Aufgaben:
A. Erklären Sie anhand des Interviews über die Gida-Ableger in Brandenburg in ein bis drei Sätzen, woran „BraMM“ scheiterte.
B. Wer organisierte laut dem Interview über die Gida-Ableger in Brandenburg das Projekt „BraMM“?
C. Setzen Sie das Interview über die Gida-Ableger in Brandenburg nach dem letzten Satz fort.

Textauszug:
■ ■ ■ ■
Wir sprechen mit Markus Klein über die Gida-Ableger in Brandenburg. Er ist kommissarischer Leiter des Brandenburgischen Instituts für Gemeinwesenberatung „demos“ in Potsdam.
Gibt es in Brandenburg regelmäßige Aufmärsche einer Gida-Bewegung?
Es gibt an verschieden Orten in Brandenburg Anti-Asyl-Initiativen. Seit Januar 2015 gibt es „BraMM“ (Brandenburger für Meinungsfreiheit und Mitbestimmung), was wohl als erster „Pegida“-Versuch gewertet werden kann. Das Projekt ist in Brandenburg an der Havel gestartet und wurde von den Republikanern organisiert. „BraMM“ scheiterte schließlich, weil die Demonstrationen augenscheinlich von Rechtsextremen unterwandert wurden. Ursprünglich waren die Adressaten wohl die sogenannten „besorgten Bürger“, die man ähnlich wie bei „Pegida“ mobilisieren wollte.
■ ■ ■ ■
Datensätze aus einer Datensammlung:
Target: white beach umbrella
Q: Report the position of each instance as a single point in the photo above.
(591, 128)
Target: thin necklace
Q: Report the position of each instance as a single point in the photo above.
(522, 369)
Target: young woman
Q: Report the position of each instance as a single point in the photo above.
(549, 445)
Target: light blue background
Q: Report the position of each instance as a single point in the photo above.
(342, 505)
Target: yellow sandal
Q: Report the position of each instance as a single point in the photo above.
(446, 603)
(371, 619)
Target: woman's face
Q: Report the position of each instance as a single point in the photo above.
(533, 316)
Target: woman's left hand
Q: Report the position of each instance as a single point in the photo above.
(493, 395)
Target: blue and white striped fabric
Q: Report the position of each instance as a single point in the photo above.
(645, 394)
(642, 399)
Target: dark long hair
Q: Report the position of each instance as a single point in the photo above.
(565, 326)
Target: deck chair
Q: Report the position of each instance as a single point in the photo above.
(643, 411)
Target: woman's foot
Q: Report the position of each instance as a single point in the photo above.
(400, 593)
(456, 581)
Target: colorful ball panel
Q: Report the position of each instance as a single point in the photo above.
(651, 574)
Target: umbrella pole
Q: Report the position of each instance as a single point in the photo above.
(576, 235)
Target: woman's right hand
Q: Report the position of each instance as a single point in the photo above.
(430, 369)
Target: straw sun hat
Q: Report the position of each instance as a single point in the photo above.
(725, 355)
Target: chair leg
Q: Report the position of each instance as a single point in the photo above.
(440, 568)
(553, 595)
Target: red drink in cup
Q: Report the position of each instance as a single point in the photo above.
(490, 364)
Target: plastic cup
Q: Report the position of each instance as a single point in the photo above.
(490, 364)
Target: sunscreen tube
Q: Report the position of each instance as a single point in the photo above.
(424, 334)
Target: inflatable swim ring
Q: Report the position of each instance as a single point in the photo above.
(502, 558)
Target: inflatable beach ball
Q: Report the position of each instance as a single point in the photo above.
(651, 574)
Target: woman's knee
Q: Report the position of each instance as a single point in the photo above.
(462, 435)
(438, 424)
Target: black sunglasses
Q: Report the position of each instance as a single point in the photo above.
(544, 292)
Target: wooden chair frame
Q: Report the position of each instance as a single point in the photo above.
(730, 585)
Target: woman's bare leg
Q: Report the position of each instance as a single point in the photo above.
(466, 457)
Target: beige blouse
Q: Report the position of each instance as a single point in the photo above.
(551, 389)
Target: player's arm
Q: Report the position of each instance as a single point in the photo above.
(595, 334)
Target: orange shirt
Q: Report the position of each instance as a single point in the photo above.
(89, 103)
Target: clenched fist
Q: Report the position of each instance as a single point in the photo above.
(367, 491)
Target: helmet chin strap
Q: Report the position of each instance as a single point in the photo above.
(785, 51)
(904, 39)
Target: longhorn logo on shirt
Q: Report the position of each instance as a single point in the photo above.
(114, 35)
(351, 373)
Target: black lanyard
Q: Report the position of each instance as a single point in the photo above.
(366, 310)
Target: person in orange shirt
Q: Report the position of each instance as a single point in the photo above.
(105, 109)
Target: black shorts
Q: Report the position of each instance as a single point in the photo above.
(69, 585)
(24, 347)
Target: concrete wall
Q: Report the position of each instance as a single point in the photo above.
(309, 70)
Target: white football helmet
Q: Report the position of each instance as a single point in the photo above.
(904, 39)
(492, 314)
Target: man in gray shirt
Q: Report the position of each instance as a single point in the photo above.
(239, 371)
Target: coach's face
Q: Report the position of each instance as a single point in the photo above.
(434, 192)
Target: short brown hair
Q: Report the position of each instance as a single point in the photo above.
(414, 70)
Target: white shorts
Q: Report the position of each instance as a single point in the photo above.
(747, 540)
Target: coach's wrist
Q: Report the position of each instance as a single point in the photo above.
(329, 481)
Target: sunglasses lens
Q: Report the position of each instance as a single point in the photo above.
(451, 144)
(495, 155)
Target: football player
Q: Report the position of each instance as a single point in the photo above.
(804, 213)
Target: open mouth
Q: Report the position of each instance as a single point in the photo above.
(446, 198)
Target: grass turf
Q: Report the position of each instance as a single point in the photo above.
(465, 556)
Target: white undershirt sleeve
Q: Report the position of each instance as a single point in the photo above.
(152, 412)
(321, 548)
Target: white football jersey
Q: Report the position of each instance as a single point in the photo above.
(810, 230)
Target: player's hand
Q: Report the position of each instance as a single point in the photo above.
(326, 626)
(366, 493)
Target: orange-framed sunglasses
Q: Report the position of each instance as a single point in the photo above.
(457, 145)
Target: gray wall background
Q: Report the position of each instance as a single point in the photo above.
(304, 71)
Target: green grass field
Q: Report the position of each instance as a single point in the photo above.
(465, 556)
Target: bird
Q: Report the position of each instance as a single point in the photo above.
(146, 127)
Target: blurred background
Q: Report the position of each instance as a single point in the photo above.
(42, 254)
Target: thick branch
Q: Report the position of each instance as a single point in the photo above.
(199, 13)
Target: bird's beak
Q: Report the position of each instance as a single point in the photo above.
■ ■ ■ ■
Lösungen:
A. „BraMM“ scheiterte, weil die Demonstrationen augenscheinlich von Rechtsextremen unterwandert wurden. Dabei waren ursprünglich wohl die sogenannten „besorgten Bürger“ als Adressaten gedacht.

B. Die Republikaner.

C.
Dem „Bürgerbündnis Havelland“ in Rathenow und dem Verein „Zukunft Heimat“ in Lübben gelang es zunächst erfolgreich, Bürgerinnen und Bürger zu mobilisieren. Die Unbescholtenheit der Organisatoren war dabei ein wichtiger Faktor. Es handelte sich nämlich nicht um bekannte Rechtsextreme – so entfiel die abschreckende Wirkung von Neonazis auf die Bevölkerung. Dies ist in Brandenburg regelmäßig so: Ruft beispielsweise die NPD zu Demonstrationen auf, dann bleibt die Bevölkerung fern. Vielleicht auch deshalb wählten die Brandenburger Anti-Asyl-Initiativen selten die Selbstbezeichnung (Pe-)Gida.
Aber was ist mit „Pogida“?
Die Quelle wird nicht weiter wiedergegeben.